[[ Provided data open ]]

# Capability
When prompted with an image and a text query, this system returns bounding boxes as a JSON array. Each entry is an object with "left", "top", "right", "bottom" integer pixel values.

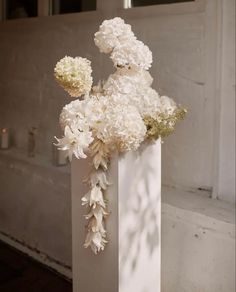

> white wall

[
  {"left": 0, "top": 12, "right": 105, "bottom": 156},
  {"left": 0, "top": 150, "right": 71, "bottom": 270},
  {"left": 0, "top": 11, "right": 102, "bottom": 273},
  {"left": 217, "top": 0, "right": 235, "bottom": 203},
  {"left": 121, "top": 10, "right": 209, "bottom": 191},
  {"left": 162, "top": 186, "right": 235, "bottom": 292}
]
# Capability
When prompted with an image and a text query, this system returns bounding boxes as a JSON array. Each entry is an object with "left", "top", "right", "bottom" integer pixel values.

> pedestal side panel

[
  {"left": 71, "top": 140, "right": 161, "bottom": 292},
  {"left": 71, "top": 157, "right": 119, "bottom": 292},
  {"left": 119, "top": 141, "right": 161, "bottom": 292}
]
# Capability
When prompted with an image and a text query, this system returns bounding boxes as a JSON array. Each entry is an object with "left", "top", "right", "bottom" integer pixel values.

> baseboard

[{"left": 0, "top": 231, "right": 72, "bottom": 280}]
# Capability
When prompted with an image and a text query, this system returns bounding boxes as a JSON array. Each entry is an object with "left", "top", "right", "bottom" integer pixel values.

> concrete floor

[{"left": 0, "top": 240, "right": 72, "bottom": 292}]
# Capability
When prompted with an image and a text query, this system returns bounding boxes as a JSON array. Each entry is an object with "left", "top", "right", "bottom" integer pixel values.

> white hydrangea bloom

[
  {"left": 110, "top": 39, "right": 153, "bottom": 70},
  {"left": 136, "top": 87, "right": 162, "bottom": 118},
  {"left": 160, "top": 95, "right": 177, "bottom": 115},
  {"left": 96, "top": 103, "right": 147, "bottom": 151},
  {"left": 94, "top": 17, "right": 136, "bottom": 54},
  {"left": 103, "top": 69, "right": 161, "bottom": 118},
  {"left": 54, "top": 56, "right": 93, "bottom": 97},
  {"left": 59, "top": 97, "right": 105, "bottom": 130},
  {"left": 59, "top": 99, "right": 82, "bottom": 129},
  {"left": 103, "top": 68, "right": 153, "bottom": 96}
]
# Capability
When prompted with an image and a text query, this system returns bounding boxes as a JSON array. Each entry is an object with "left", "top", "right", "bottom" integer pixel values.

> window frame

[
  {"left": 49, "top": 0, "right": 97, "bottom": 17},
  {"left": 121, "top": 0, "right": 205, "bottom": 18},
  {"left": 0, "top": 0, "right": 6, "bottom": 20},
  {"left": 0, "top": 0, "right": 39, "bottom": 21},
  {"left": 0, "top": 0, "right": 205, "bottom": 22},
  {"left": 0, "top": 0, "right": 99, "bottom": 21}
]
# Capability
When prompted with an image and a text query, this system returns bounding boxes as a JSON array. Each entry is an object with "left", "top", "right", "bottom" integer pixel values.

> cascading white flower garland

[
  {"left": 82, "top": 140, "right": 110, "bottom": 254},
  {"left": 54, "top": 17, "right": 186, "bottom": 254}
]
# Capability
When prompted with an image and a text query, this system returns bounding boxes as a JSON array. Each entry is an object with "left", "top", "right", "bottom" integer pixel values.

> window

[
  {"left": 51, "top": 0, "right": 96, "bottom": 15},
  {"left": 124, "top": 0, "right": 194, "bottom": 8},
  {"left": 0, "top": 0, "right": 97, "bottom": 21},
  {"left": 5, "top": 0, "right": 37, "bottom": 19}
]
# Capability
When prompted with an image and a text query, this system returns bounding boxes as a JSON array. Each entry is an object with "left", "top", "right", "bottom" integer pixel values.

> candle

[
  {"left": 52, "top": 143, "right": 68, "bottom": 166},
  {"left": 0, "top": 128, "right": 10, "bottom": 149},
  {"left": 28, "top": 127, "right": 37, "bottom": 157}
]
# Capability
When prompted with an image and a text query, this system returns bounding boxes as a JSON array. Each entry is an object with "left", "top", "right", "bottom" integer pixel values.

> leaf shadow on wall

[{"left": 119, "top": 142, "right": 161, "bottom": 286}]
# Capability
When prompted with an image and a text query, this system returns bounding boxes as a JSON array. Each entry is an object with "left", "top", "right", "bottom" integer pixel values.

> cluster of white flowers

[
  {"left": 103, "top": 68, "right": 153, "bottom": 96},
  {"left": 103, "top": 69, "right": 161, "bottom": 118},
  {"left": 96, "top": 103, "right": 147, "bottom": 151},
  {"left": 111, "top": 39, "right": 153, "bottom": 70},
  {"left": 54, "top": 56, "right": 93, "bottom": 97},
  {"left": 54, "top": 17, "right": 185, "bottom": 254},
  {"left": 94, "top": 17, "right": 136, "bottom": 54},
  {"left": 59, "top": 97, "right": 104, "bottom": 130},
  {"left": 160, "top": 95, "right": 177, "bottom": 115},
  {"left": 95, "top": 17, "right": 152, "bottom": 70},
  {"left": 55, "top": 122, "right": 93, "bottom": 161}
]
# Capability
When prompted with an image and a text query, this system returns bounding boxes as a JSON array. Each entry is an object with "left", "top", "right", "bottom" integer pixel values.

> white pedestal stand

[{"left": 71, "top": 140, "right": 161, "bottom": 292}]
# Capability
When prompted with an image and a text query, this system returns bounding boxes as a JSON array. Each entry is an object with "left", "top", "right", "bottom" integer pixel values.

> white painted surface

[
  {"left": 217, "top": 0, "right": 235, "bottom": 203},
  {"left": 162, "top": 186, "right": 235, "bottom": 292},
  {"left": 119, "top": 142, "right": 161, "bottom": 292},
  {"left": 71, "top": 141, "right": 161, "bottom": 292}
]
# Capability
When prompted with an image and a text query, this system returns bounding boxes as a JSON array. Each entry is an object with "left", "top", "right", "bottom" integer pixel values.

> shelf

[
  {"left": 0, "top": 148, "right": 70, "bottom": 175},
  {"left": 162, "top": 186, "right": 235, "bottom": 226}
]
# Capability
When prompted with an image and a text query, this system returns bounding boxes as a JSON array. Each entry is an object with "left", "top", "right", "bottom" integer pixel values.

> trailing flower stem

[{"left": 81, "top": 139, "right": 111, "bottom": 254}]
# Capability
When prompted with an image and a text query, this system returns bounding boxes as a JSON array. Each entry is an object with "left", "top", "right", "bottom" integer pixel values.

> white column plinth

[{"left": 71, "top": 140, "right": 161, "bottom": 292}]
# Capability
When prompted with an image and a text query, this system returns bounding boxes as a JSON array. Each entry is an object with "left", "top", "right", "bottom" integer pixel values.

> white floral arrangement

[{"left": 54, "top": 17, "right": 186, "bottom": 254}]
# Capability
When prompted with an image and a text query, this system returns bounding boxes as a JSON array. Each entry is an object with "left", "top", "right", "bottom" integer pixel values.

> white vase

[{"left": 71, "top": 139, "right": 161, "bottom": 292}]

[[ Provided data closed ]]

**Exercise**.
Since only the text is wanted, repeat all the records above exactly and omit the pictures.

**Your solution**.
# Capability
When prompted with an image and a text query, this system returns bounding boxes as a JSON array. Each entry is an object with "left", "top", "right", "bottom" integer pixel values.


> white wall

[
  {"left": 0, "top": 12, "right": 105, "bottom": 156},
  {"left": 0, "top": 150, "right": 71, "bottom": 270},
  {"left": 0, "top": 11, "right": 102, "bottom": 273},
  {"left": 217, "top": 0, "right": 235, "bottom": 203},
  {"left": 121, "top": 10, "right": 209, "bottom": 191},
  {"left": 162, "top": 186, "right": 235, "bottom": 292}
]
# Capability
When prompted with an image and a text query, this system returns bounding boxes as a JSON array. Each entry is an object with "left", "top", "right", "bottom" integer pixel values.

> pedestal side panel

[
  {"left": 71, "top": 140, "right": 161, "bottom": 292},
  {"left": 71, "top": 157, "right": 119, "bottom": 292},
  {"left": 119, "top": 141, "right": 161, "bottom": 292}
]
# Capability
When prompted with an image and a text query, this system returns bounding boxes as a JSON array. Each entry is an object with "left", "top", "right", "bottom" integer pixel values.

> baseboard

[{"left": 0, "top": 231, "right": 72, "bottom": 280}]
# Capability
When prompted with an image and a text query, this system returns bounding boxes as a JSON array. Each entry is an object with "left", "top", "right", "bottom" integer pixel values.

> concrete floor

[{"left": 0, "top": 240, "right": 72, "bottom": 292}]
# Capability
When prompted with an image and a text query, this system returns bounding boxes as a JSON array. Each entry is an object with "left", "top", "right", "bottom" integer pixel values.

> white hydrangea bloom

[
  {"left": 110, "top": 39, "right": 153, "bottom": 70},
  {"left": 136, "top": 87, "right": 162, "bottom": 118},
  {"left": 160, "top": 95, "right": 177, "bottom": 115},
  {"left": 96, "top": 103, "right": 147, "bottom": 151},
  {"left": 94, "top": 17, "right": 136, "bottom": 54},
  {"left": 103, "top": 69, "right": 161, "bottom": 118},
  {"left": 54, "top": 56, "right": 93, "bottom": 97},
  {"left": 59, "top": 97, "right": 105, "bottom": 130},
  {"left": 59, "top": 99, "right": 82, "bottom": 129},
  {"left": 103, "top": 68, "right": 153, "bottom": 96}
]
# Capability
When prompted with an image and a text query, this system returns bounding boxes as a JSON array. Each entry is an object with "left", "top", "right", "bottom" integer pixel values.

> window frame

[
  {"left": 49, "top": 0, "right": 97, "bottom": 17},
  {"left": 121, "top": 0, "right": 205, "bottom": 18},
  {"left": 0, "top": 0, "right": 6, "bottom": 20},
  {"left": 0, "top": 0, "right": 39, "bottom": 21},
  {"left": 0, "top": 0, "right": 205, "bottom": 22},
  {"left": 0, "top": 0, "right": 99, "bottom": 21}
]
# Capability
When prompted with an image and a text query, this system returns bounding boxes as a JSON array. Each entry is an object with "left", "top", "right", "bottom" integer pixel values.

> cascading white flower garland

[
  {"left": 82, "top": 140, "right": 110, "bottom": 254},
  {"left": 54, "top": 17, "right": 186, "bottom": 254}
]
# Capability
When prompted with an image and a text query, this system returns bounding boxes as a JSON array. Each entry is an object with "left", "top", "right", "bottom" integer pixel values.

> window

[
  {"left": 51, "top": 0, "right": 96, "bottom": 15},
  {"left": 124, "top": 0, "right": 194, "bottom": 8},
  {"left": 0, "top": 0, "right": 97, "bottom": 21},
  {"left": 5, "top": 0, "right": 37, "bottom": 19}
]
# Capability
When prompted with an image and a text query, this system returns bounding boxes as a JSON array. Each entry is an object with "left", "top", "right", "bottom" integer pixel values.

> candle

[
  {"left": 52, "top": 143, "right": 68, "bottom": 166},
  {"left": 0, "top": 128, "right": 10, "bottom": 149},
  {"left": 28, "top": 127, "right": 37, "bottom": 157}
]
# Capability
When prompted with an image and a text query, this system returns bounding boxes as a JSON array. Each entry is an object with "left", "top", "right", "bottom" integer pixel values.

> leaf shadow on wall

[{"left": 119, "top": 142, "right": 161, "bottom": 286}]
# Capability
When prompted with an image and a text query, this system returns bounding boxes as a JSON array. Each entry is an object with "left", "top", "right", "bottom" integer pixel values.

> cluster of white flowers

[
  {"left": 103, "top": 68, "right": 153, "bottom": 96},
  {"left": 103, "top": 69, "right": 161, "bottom": 118},
  {"left": 96, "top": 103, "right": 147, "bottom": 151},
  {"left": 111, "top": 39, "right": 153, "bottom": 70},
  {"left": 54, "top": 56, "right": 93, "bottom": 97},
  {"left": 54, "top": 17, "right": 185, "bottom": 254},
  {"left": 94, "top": 17, "right": 136, "bottom": 54},
  {"left": 59, "top": 97, "right": 104, "bottom": 130},
  {"left": 160, "top": 95, "right": 177, "bottom": 115},
  {"left": 95, "top": 17, "right": 152, "bottom": 70},
  {"left": 55, "top": 122, "right": 93, "bottom": 161}
]
# Capability
When prompted with an image and a text query, this system returns bounding boxes as a JSON array. Each entry is an object with "left", "top", "right", "bottom" integer pixel values.

> white pedestal stand

[{"left": 71, "top": 140, "right": 161, "bottom": 292}]
# Capability
When prompted with an image and a text query, this system returns bounding boxes as a JSON array. Each entry is an object with "left", "top", "right", "bottom" integer pixel values.

> white painted surface

[
  {"left": 217, "top": 0, "right": 235, "bottom": 203},
  {"left": 162, "top": 186, "right": 235, "bottom": 292},
  {"left": 119, "top": 142, "right": 161, "bottom": 292},
  {"left": 71, "top": 141, "right": 161, "bottom": 292}
]
# Capability
When prompted with an image and a text query, this system returns bounding boxes as a JSON array. Each entry is an object with "left", "top", "right", "bottom" integer pixel values.

> shelf

[
  {"left": 0, "top": 148, "right": 70, "bottom": 175},
  {"left": 162, "top": 186, "right": 235, "bottom": 226}
]
# Capability
When prompted with an image and a text query, this system returns bounding boxes as a JSON array. Each entry is an object with "left", "top", "right", "bottom" integer pixel values.

> trailing flower stem

[{"left": 81, "top": 139, "right": 111, "bottom": 254}]
# Capability
When prompted with an image and a text query, this system returns bounding boxes as a JSON array. Each entry is an object with "left", "top", "right", "bottom" integer pixel values.

> white column plinth

[{"left": 71, "top": 140, "right": 161, "bottom": 292}]
# Capability
When prompted with an image and a text query, this system returns bounding boxes as a JSON array. Each entry is an object with "left", "top", "right", "bottom" integer pixel values.

> white floral arrangement

[{"left": 54, "top": 17, "right": 186, "bottom": 254}]
# Capability
When prompted with an image and a text query, this system returns bounding boxes as a JSON array. Each entry is an object with "left", "top", "right", "bottom" integer pixel values.

> white vase

[{"left": 71, "top": 139, "right": 161, "bottom": 292}]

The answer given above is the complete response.